◆ OBJECTIF A ◆
Relevez tous les personnages du roman que le texte fourni désigne par un nom propre.
◆ OBJECTIF B ◆
Reproduisez à l'identique tout ce qui va, dans le texte fourni, de « Tuer n’est pas » jusqu'à « pour l’insulter ! ».

◆ TEXTE FOURNI ◆
━━━━━━━━━━━━━━━━

L’Homme qui voulait devenir psychopathe

Victor Bourgeois n’est rien ni personne. Insignifiant, pour les siens comme pour ses élèves. C’est en pénétrant chez ses voisins, deux alcooliques qui se finissent aux grands crus dans leur pisse, qu’il entrevoit un avenir. Et si, pour sortir du néant, il tuait ? Ainsi s’ouvre la voie à un avenir nouveau et glorieux ! Il sera célèbre ! C’est tout le programme de L’Homme qui voulait devenir psychopathe de Laurent Malot !

Tuer n’est pas si facile !

La grande affaire de Victor, c’est de tuer. Mais pas n’importe comment. Pas n’importe qui non plus. C’est un homme précis, et il a un objectif : réussir à convaincre la belle Lieutenant Majka qu’il est un danger pour la société et qu’il doit être arrêté — après avoir fait la Une des gazettes, bien sûr. Car c’est cela qui le motive : devenir quelqu’un aux yeux des autres, lui qui n’est pour ainsi dire rien aux siens propres. Seul son perroquet, Lady Mcbeth, le considère, mais c’est pour l’insulter !

━━━━━━━━━━━━━━━━

◆ ENTRÉES RÉPERTORIÉES ◆

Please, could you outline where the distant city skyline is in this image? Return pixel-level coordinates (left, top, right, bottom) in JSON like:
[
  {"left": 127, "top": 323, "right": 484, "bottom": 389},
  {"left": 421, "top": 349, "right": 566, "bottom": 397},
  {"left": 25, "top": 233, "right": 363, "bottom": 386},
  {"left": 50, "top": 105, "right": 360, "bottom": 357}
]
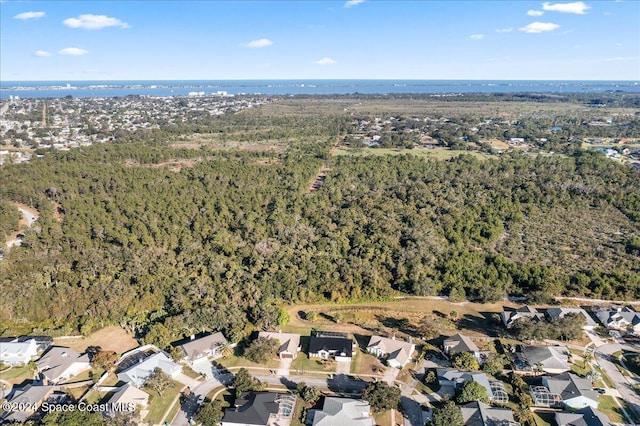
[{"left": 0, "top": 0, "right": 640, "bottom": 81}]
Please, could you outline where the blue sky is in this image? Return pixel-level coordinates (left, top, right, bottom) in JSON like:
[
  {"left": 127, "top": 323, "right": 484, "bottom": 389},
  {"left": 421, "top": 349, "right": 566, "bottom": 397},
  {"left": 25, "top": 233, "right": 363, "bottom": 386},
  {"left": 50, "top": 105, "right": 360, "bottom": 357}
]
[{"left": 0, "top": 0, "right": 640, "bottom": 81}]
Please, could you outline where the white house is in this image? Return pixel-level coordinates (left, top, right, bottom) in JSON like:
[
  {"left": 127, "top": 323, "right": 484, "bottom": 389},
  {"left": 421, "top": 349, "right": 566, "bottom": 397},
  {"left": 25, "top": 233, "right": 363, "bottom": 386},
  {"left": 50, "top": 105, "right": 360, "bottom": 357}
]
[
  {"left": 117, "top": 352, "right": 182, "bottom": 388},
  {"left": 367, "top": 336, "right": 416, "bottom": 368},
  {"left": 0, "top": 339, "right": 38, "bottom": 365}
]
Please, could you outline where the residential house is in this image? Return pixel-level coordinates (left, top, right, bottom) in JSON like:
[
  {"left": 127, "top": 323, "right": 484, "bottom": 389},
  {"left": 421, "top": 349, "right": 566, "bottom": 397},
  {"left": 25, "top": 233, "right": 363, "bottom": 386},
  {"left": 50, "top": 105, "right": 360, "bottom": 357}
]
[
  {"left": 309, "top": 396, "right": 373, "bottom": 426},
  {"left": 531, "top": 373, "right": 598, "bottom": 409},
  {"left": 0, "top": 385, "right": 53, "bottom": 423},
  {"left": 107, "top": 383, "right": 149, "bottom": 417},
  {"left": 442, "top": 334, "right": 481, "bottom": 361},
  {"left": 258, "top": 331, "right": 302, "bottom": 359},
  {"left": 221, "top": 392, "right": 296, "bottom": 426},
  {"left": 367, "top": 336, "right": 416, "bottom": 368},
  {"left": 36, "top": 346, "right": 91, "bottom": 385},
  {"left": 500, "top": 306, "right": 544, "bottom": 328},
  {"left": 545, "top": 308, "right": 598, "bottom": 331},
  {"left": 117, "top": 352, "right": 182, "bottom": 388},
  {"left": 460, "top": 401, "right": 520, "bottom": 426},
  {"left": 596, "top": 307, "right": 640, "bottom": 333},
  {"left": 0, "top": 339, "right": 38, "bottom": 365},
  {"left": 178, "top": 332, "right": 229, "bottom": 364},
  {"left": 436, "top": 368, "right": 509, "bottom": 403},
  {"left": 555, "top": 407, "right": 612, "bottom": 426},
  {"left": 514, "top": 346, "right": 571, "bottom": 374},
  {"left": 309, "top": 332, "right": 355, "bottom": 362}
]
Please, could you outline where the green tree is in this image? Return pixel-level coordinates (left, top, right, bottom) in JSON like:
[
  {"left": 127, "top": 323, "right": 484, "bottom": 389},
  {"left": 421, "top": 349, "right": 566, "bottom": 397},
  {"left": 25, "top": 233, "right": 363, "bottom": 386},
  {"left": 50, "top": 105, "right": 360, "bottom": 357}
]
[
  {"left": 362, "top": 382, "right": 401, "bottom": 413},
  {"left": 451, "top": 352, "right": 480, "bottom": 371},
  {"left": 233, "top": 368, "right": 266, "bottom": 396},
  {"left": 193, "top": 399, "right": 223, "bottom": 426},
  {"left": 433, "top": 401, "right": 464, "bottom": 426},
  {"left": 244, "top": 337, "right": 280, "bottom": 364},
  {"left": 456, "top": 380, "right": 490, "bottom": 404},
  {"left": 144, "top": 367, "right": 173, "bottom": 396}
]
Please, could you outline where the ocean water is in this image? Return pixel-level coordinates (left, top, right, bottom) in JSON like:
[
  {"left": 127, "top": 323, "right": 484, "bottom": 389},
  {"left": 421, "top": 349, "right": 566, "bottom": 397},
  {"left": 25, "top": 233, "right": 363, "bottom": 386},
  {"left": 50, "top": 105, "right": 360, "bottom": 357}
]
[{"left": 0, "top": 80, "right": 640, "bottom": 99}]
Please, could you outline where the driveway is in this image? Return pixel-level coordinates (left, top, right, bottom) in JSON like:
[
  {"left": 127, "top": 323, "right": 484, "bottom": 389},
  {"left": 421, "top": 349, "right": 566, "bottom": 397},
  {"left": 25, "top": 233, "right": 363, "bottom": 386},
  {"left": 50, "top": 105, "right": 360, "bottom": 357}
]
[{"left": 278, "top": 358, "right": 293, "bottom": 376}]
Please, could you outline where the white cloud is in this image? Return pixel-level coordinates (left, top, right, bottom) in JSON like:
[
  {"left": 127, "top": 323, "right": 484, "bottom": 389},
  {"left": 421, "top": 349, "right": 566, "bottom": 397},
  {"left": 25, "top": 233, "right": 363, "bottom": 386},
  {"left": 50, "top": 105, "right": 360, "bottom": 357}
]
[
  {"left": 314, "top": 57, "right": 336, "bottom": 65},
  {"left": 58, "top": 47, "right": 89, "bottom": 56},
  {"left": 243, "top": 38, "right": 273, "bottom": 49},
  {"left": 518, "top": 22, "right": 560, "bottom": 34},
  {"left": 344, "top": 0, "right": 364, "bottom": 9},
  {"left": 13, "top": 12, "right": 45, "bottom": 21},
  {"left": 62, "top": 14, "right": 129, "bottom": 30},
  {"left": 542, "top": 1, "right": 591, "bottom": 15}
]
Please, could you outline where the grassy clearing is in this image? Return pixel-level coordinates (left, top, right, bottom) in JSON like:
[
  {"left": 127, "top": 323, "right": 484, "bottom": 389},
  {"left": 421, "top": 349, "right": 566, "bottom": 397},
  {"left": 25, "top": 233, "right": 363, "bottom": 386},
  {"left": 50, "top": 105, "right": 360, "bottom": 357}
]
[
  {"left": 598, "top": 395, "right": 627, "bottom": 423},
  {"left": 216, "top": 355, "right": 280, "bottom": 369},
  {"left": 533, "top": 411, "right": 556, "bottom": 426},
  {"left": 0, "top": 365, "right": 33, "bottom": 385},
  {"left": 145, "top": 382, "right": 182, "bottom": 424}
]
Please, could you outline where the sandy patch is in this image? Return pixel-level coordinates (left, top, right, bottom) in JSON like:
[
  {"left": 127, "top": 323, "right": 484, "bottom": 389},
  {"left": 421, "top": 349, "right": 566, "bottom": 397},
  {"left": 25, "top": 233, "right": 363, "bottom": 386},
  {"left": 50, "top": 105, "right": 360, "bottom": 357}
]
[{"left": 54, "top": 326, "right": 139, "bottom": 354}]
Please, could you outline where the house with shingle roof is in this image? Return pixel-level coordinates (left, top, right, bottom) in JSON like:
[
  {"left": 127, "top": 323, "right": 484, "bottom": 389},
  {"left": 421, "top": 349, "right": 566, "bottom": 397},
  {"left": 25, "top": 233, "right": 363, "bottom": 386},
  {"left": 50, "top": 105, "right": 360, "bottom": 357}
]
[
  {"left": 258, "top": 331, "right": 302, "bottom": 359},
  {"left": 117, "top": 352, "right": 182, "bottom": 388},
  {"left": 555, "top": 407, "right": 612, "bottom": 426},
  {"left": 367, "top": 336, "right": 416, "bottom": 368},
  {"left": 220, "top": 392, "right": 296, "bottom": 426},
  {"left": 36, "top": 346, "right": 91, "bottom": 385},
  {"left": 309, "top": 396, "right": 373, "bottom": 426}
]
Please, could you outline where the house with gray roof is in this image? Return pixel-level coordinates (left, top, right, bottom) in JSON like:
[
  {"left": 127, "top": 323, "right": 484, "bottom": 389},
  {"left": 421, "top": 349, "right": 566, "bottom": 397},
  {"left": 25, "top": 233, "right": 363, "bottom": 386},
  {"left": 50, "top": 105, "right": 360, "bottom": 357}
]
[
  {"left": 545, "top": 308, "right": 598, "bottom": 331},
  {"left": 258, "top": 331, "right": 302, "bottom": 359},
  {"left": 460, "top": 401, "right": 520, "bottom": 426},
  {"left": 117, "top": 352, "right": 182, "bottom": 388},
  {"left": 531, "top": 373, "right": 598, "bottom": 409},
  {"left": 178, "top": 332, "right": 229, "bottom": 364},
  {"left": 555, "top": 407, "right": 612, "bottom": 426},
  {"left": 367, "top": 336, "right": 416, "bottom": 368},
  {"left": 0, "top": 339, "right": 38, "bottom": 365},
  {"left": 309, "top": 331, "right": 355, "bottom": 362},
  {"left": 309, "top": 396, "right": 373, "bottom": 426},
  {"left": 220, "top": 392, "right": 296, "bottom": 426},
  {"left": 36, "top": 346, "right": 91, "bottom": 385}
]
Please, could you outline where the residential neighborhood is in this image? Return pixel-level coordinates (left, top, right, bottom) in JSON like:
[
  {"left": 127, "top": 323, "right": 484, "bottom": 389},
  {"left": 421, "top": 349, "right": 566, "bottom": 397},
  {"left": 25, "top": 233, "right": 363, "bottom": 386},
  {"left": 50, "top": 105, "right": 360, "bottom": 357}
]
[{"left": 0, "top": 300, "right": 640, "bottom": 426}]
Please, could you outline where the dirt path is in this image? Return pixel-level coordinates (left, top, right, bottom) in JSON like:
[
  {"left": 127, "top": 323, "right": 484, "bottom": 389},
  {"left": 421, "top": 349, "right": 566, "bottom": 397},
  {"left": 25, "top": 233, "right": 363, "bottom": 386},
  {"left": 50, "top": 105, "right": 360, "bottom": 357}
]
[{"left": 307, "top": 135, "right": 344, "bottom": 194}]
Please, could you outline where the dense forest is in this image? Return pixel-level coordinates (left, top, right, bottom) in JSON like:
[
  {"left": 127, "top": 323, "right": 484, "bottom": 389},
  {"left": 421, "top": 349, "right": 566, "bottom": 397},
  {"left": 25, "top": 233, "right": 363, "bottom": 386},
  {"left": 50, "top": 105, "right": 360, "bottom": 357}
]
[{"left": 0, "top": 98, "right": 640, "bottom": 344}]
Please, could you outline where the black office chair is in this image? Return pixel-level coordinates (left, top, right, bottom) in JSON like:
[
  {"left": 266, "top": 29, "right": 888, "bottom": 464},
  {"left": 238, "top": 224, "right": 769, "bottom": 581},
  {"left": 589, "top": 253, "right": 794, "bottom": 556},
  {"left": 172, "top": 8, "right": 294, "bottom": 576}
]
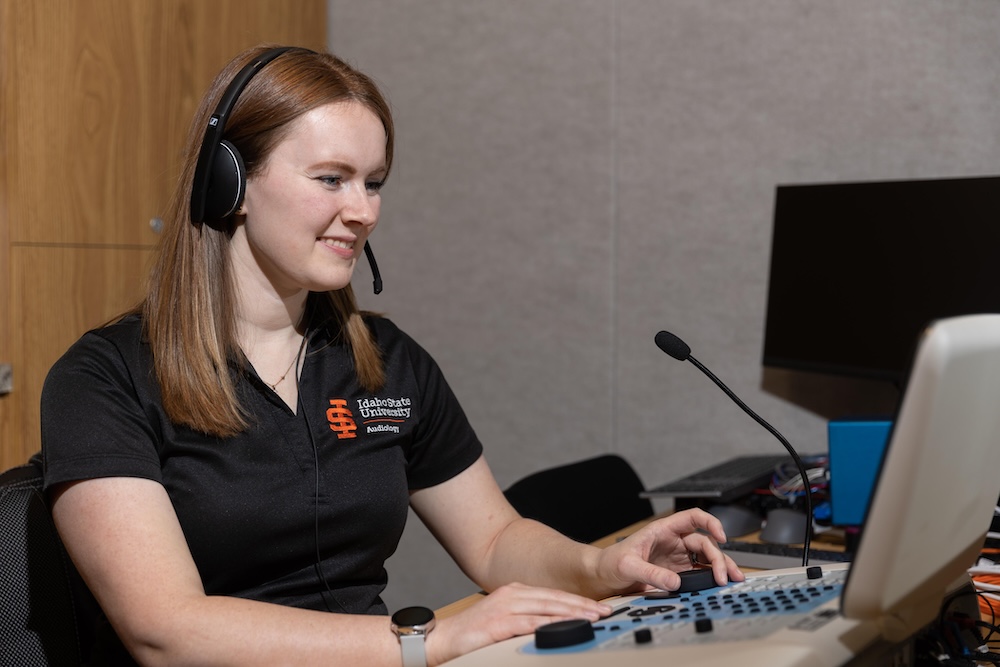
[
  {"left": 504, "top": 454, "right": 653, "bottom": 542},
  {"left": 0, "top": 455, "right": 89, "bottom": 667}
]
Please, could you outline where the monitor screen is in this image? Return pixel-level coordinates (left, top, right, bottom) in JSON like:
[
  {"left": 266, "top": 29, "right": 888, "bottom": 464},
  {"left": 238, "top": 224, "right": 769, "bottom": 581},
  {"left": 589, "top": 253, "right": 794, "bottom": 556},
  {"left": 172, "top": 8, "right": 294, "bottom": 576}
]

━━━━━━━━━━━━━━━━

◆ SOLUTION RÉDIGÉE A ◆
- Victor Bourgeois
- la lieutenant Majka
- Lady Mcbeth, le perroquet de Victor

◆ SOLUTION RÉDIGÉE B ◆
Tuer n’est pas si facile !

La grande affaire de Victor, c’est de tuer. Mais pas n’importe comment. Pas n’importe qui non plus. C’est un homme précis, et il a un objectif : réussir à convaincre la belle Lieutenant Majka qu’il est un danger pour la société et qu’il doit être arrêté — après avoir fait la Une des gazettes, bien sûr. Car c’est cela qui le motive : devenir quelqu’un aux yeux des autres, lui qui n’est pour ainsi dire rien aux siens propres. Seul son perroquet, Lady Mcbeth, le considère, mais c’est pour l’insulter !